Rewrite the listing below as a Markdown table with the columns "No." and "Line," giving each nonblank line of the listing its own numbered row. Leave the pictures out and skip any blank lines.

Information provided ->
>>
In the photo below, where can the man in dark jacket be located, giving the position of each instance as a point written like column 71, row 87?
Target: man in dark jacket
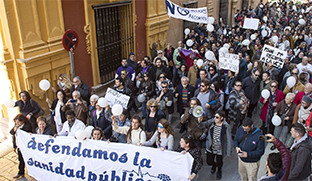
column 83, row 88
column 251, row 87
column 208, row 98
column 278, row 164
column 249, row 149
column 300, row 154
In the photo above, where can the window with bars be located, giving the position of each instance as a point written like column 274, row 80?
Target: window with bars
column 114, row 36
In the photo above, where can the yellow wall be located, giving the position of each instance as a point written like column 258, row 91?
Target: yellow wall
column 32, row 46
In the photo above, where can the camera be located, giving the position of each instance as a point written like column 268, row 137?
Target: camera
column 262, row 137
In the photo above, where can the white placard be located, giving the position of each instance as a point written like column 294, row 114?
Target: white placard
column 114, row 97
column 251, row 23
column 65, row 158
column 273, row 55
column 198, row 15
column 229, row 61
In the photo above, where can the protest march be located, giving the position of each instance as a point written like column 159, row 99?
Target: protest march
column 214, row 85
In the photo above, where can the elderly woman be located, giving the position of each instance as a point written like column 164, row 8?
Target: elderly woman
column 154, row 114
column 57, row 115
column 44, row 127
column 28, row 108
column 163, row 137
column 22, row 123
column 269, row 105
column 286, row 110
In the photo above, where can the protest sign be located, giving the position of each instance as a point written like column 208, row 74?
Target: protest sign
column 198, row 15
column 229, row 61
column 65, row 158
column 114, row 97
column 251, row 23
column 273, row 55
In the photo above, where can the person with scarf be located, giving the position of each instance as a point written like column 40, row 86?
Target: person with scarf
column 268, row 107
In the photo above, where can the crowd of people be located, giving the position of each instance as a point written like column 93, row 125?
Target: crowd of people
column 215, row 106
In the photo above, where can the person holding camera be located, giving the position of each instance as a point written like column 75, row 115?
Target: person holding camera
column 277, row 164
column 249, row 149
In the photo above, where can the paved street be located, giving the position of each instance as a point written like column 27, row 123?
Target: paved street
column 9, row 162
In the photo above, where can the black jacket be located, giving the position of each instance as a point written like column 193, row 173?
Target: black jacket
column 251, row 89
column 190, row 94
column 27, row 127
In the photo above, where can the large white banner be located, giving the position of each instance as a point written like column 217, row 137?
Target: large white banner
column 198, row 15
column 251, row 23
column 114, row 97
column 273, row 55
column 229, row 61
column 65, row 158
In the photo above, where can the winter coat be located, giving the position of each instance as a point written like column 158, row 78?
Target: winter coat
column 301, row 160
column 190, row 94
column 194, row 128
column 251, row 144
column 225, row 137
column 278, row 98
column 252, row 89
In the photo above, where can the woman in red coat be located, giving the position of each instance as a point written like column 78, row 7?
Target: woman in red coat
column 269, row 105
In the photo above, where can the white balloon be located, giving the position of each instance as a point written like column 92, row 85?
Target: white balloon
column 276, row 120
column 302, row 21
column 187, row 31
column 189, row 42
column 264, row 33
column 253, row 37
column 275, row 39
column 291, row 81
column 141, row 98
column 102, row 102
column 210, row 20
column 79, row 135
column 246, row 42
column 44, row 84
column 210, row 55
column 210, row 27
column 199, row 62
column 9, row 103
column 226, row 45
column 88, row 131
column 117, row 109
column 265, row 93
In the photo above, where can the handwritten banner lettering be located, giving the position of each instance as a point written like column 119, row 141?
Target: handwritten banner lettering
column 114, row 97
column 65, row 158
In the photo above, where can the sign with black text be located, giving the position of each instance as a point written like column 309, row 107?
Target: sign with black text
column 273, row 55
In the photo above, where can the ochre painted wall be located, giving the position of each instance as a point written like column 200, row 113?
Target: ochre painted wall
column 140, row 30
column 74, row 18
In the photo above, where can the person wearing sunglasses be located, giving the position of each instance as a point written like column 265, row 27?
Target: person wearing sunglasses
column 218, row 142
column 163, row 136
column 269, row 105
column 154, row 114
column 251, row 86
column 236, row 105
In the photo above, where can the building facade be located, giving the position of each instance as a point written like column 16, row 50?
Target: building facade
column 31, row 39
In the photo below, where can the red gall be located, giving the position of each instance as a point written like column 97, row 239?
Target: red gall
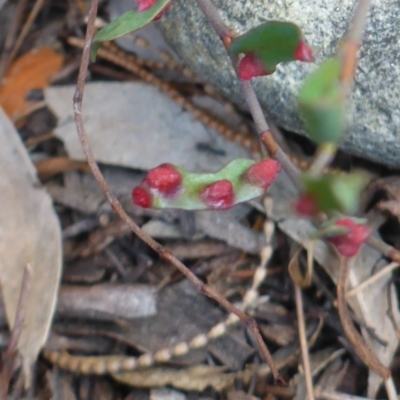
<<
Expected answer ->
| No. | Line |
|---|---|
| 1 | In the photo below, where can the man in dark jacket be located, giving the position of each instance as a point written like column 71, row 87? |
| 2 | Target: man in dark jacket |
| 3 | column 83, row 88 |
| 4 | column 251, row 87 |
| 5 | column 208, row 98 |
| 6 | column 278, row 164 |
| 7 | column 249, row 149 |
| 8 | column 300, row 154 |
| 9 | In the photo above, where can the window with bars be located, giving the position of each instance as a point written like column 274, row 80? |
| 10 | Target: window with bars |
| 11 | column 114, row 36 |
| 12 | In the photo above, where can the yellow wall be located, giving the position of each instance as a point written like column 258, row 91? |
| 13 | Target: yellow wall |
| 14 | column 32, row 46 |
| 15 | In the photo above, where can the camera be located, giving the position of each instance as a point written like column 268, row 137? |
| 16 | Target: camera |
| 17 | column 262, row 137 |
| 18 | In the photo above, where can the white placard be located, giving the position of each instance as a point written like column 294, row 114? |
| 19 | Target: white placard |
| 20 | column 114, row 97 |
| 21 | column 251, row 23 |
| 22 | column 65, row 158 |
| 23 | column 273, row 55 |
| 24 | column 198, row 15 |
| 25 | column 229, row 61 |
| 26 | In the photo above, where can the protest march be located, giving the position of each instance as a point written like column 159, row 99? |
| 27 | Target: protest march |
| 28 | column 214, row 85 |
| 29 | In the photo above, where can the elderly woman be located, giving the position of each instance as a point written like column 164, row 8? |
| 30 | Target: elderly woman |
| 31 | column 154, row 114 |
| 32 | column 57, row 115 |
| 33 | column 44, row 127 |
| 34 | column 28, row 108 |
| 35 | column 163, row 137 |
| 36 | column 22, row 123 |
| 37 | column 269, row 105 |
| 38 | column 286, row 110 |
| 39 | In the photo above, where can the protest sign be located, giving the position of each instance as a point written like column 208, row 74? |
| 40 | Target: protest sign |
| 41 | column 198, row 15 |
| 42 | column 229, row 61 |
| 43 | column 65, row 158 |
| 44 | column 114, row 97 |
| 45 | column 251, row 23 |
| 46 | column 273, row 55 |
| 47 | In the photo above, where can the person with scarf be located, giving the position of each instance as a point written like column 40, row 86? |
| 48 | Target: person with scarf |
| 49 | column 268, row 107 |
| 50 | In the photo above, where can the crowd of people be located, giving the position of each instance as a point written like column 93, row 125? |
| 51 | Target: crowd of people |
| 52 | column 215, row 106 |
| 53 | In the photo above, where can the person holding camera be located, giving the position of each instance as a point written like column 75, row 115? |
| 54 | Target: person holding camera |
| 55 | column 277, row 164 |
| 56 | column 249, row 149 |
| 57 | In the photo above, where can the paved street be located, giving the position of each instance as a point written like column 27, row 123? |
| 58 | Target: paved street |
| 59 | column 9, row 162 |
| 60 | In the photo above, where can the black jacket be located, giving the position of each instance as a point written like column 193, row 173? |
| 61 | Target: black jacket |
| 62 | column 251, row 89 |
| 63 | column 190, row 94 |
| 64 | column 27, row 127 |
| 65 | In the photo above, where can the large white banner be located, giving the position of each instance as a point written like column 217, row 137? |
| 66 | Target: large white banner |
| 67 | column 198, row 15 |
| 68 | column 251, row 23 |
| 69 | column 114, row 97 |
| 70 | column 273, row 55 |
| 71 | column 229, row 61 |
| 72 | column 65, row 158 |
| 73 | In the photo above, where can the winter coat be located, giving the position of each instance as a point written like column 158, row 78? |
| 74 | Target: winter coat |
| 75 | column 301, row 160 |
| 76 | column 190, row 94 |
| 77 | column 194, row 128 |
| 78 | column 251, row 144 |
| 79 | column 225, row 137 |
| 80 | column 278, row 98 |
| 81 | column 252, row 89 |
| 82 | In the photo above, where can the woman in red coat be located, giving the position of each instance as a point written like column 78, row 7? |
| 83 | Target: woman in red coat |
| 84 | column 269, row 105 |
| 85 | In the photo above, where can the white balloon be located, giving the position of each instance as a point written like column 92, row 85? |
| 86 | Target: white balloon |
| 87 | column 276, row 120 |
| 88 | column 302, row 21 |
| 89 | column 187, row 31 |
| 90 | column 189, row 42 |
| 91 | column 264, row 33 |
| 92 | column 253, row 37 |
| 93 | column 275, row 39 |
| 94 | column 291, row 81 |
| 95 | column 141, row 98 |
| 96 | column 102, row 102 |
| 97 | column 210, row 20 |
| 98 | column 79, row 135 |
| 99 | column 246, row 42 |
| 100 | column 44, row 84 |
| 101 | column 210, row 55 |
| 102 | column 210, row 27 |
| 103 | column 199, row 62 |
| 104 | column 9, row 103 |
| 105 | column 226, row 45 |
| 106 | column 88, row 131 |
| 107 | column 117, row 109 |
| 108 | column 265, row 93 |
| 109 | In the photo above, where can the handwritten banner lettering be located, giving the position of each instance as a point written like column 119, row 141? |
| 110 | Target: handwritten banner lettering |
| 111 | column 114, row 97 |
| 112 | column 65, row 158 |
| 113 | In the photo above, where can the sign with black text be located, giving the position of each instance as a point written like column 309, row 107? |
| 114 | Target: sign with black text |
| 115 | column 273, row 55 |
| 116 | In the photo above, where can the ochre painted wall be located, giving the position of each instance as a point written like column 200, row 113? |
| 117 | Target: ochre painted wall |
| 118 | column 140, row 30 |
| 119 | column 74, row 18 |
| 120 | In the photo above, where can the person wearing sunglasses be located, giving the position of each instance as a point written like column 265, row 27? |
| 121 | Target: person wearing sunglasses |
| 122 | column 218, row 142 |
| 123 | column 163, row 136 |
| 124 | column 269, row 105 |
| 125 | column 154, row 114 |
| 126 | column 251, row 86 |
| 127 | column 236, row 105 |
| 128 | In the photo above, where can the building facade be located, giving the position of each instance as a point written like column 16, row 50? |
| 129 | Target: building facade |
| 130 | column 31, row 39 |
| 131 | In the photo below, where can the red gall be located, giving the position of each instance as a point written like column 97, row 239? |
| 132 | Target: red gall |